WHAT YOU ARE ASKED TO DO>
Copy verbatim the part of the items below that starts with the line containing "Scouting pass: put a marker on the metal canopy" and ends with the line containing "[(738, 76)]", including both of those lines.

______________________________

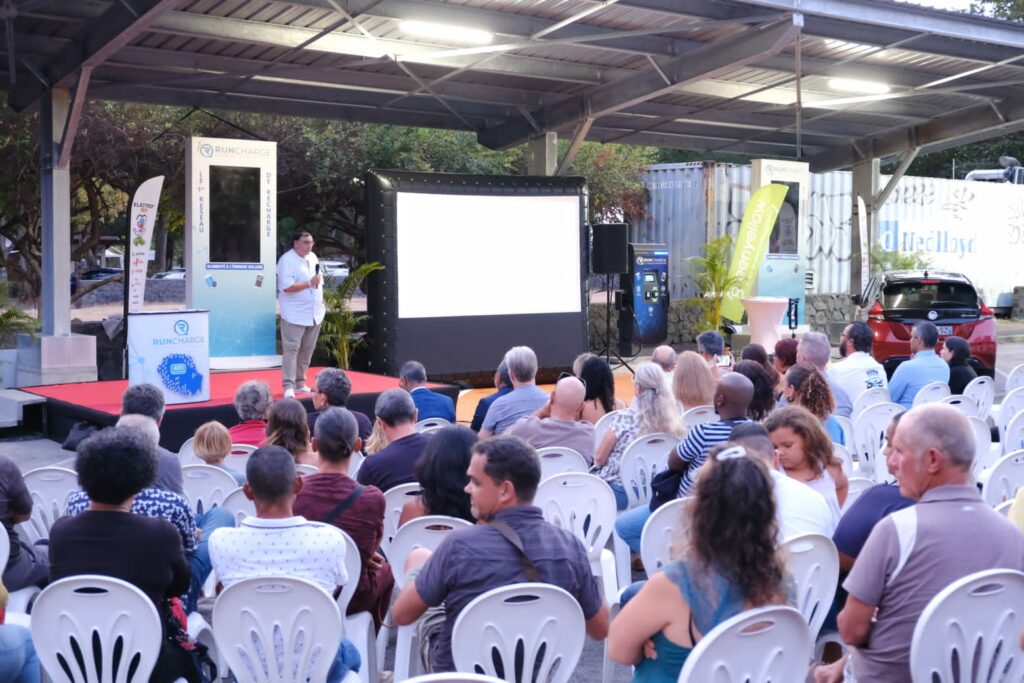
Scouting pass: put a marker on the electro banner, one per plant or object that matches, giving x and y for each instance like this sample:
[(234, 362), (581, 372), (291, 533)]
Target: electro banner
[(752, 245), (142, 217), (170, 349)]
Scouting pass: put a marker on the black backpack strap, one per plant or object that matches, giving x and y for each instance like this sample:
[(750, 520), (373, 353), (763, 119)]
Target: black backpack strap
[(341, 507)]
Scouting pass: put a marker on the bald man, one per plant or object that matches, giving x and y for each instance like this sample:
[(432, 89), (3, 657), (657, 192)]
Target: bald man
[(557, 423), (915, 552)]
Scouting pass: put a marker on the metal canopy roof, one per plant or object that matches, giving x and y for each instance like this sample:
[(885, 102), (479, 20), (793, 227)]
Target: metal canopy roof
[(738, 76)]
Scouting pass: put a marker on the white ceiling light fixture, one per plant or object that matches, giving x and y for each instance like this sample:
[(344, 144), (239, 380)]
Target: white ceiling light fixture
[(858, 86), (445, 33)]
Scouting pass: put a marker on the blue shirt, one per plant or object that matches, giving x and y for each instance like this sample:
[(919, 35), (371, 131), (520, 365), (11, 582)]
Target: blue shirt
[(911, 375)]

______________________________

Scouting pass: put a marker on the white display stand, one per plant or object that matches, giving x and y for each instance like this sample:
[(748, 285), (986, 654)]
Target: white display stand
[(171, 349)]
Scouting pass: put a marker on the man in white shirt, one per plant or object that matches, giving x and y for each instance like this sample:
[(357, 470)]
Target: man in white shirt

______________________________

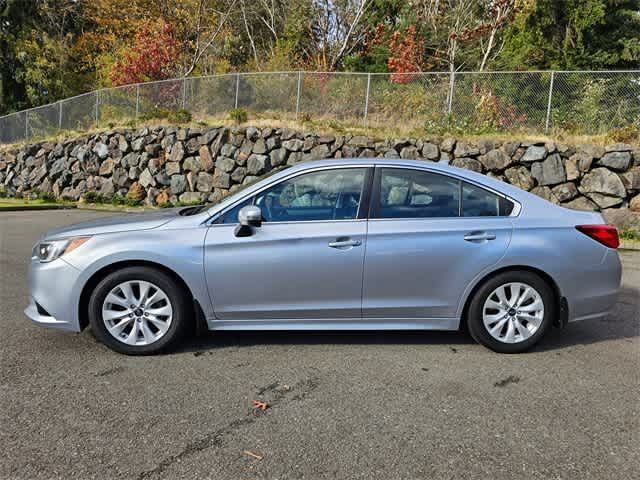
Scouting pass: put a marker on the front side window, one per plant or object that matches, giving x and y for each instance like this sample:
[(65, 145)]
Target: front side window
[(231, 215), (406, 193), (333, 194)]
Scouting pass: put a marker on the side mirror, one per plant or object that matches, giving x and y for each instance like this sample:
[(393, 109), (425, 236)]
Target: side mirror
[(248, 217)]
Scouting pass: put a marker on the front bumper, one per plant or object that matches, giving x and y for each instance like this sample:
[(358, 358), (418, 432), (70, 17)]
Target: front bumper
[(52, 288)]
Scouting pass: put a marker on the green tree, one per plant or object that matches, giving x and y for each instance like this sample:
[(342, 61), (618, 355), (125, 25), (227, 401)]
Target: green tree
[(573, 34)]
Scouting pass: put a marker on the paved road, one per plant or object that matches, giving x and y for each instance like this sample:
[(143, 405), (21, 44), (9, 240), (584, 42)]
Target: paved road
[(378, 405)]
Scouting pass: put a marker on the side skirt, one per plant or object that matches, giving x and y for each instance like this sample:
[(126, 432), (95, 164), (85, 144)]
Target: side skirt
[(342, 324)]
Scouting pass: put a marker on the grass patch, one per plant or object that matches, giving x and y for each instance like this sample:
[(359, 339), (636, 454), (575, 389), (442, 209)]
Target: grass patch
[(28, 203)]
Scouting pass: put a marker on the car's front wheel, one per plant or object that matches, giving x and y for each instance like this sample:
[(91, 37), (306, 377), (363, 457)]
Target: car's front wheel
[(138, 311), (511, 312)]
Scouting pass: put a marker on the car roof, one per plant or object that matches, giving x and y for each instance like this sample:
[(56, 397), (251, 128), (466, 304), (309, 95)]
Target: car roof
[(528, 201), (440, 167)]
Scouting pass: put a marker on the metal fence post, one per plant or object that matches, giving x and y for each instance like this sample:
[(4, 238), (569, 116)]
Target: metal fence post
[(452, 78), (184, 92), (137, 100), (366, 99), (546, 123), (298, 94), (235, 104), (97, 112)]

______________________________

RESULT>
Scouting pass: put a marker on the metal canopy roof, one per plant or object that matches, giving x and y for each instance like this sample:
[(885, 102), (479, 20), (793, 227)]
Target: metal canopy roof
[(738, 76)]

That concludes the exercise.